__Directive 1__. Extract every line of the records that contains the string "white".

Product– Time Without Tide: Mirth & Misery in a World of Fog
System– Time Without Tide: Mirth & Misery in a World of Fog
Producer– Chaosium
Price– FREE preview here https://www.backerkit.com/c/projects/chaosium/time-without-tide-mirth-misery-in-a-world-of-fog/pre-launch?ref=bk-discover-homepage
TL; DR– Shadowrun mechanics meet Cypher System in Call of Cthulhu with a somewhat jovial tone! 100%

Basics: Welp, time to face the horrors of the fog again! The moon exploded, fog is everywhere, mutating people, and you hold a magic lantern that keeps the fog at bay as you explore. Let’s jump into the mechanics.
Basic Mechanics: This is a d6 pool system. You have three attributes and six statistics. When you do a thing, you combine an attribute and a skill and roll that many dice, counting fives and sixes. If you get enough successes, you get a success. If you get more, you get bonuses for the event.
Features and Adaptations: Characters become special through features they choose and adaptations they don’t choose. Both act as link feats for a character, but adaptations can be positive or negative.
Combat: This is very simple. When you get into a fight, every group and character rolls a d6 for initiative. From highest to lowest, characters get major and minor action. Minor is moving, and the like, while major is things that require tests like combat. Attacking is the base mechanic as above. Characters have armor that reduces their damage, but damage is applied to an attribute. When it drops to zero, life gets harder. You can keep acting, but if you fail a check while you are damaged again, you are dead!

__Data for this task__.
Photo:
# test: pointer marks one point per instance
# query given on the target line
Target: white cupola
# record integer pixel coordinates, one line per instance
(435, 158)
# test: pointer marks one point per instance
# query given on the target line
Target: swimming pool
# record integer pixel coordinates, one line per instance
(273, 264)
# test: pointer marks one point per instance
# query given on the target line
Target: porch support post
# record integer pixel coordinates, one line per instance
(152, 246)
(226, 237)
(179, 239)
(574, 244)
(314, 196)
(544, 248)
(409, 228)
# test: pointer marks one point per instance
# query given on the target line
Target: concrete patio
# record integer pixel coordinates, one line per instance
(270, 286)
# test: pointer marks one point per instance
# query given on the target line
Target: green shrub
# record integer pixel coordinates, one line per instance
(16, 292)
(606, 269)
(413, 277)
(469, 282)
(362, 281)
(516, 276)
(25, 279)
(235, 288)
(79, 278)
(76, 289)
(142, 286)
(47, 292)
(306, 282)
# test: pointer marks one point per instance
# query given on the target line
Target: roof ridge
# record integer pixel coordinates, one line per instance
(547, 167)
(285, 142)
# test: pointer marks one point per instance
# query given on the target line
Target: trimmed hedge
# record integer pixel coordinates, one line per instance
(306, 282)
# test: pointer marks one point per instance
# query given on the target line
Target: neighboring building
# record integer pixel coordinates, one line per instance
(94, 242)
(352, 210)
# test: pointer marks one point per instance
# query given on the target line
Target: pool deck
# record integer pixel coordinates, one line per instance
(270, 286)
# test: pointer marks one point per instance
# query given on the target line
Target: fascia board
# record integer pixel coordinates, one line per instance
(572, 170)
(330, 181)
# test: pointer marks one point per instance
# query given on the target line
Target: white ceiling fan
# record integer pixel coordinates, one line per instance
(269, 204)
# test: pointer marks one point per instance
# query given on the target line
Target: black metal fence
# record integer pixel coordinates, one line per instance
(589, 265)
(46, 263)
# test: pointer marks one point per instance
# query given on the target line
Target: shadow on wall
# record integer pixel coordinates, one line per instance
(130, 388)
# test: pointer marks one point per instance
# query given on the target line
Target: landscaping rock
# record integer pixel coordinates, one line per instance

__Directive 2__. In the Time Without Tide review above, list every paragraph label that is followed by a colon.

__Correct output 1__.
Target: white cupola
Target: white ceiling fan

__Correct output 2__.
- Basics
- Basic Mechanics
- Features and Adaptations
- Combat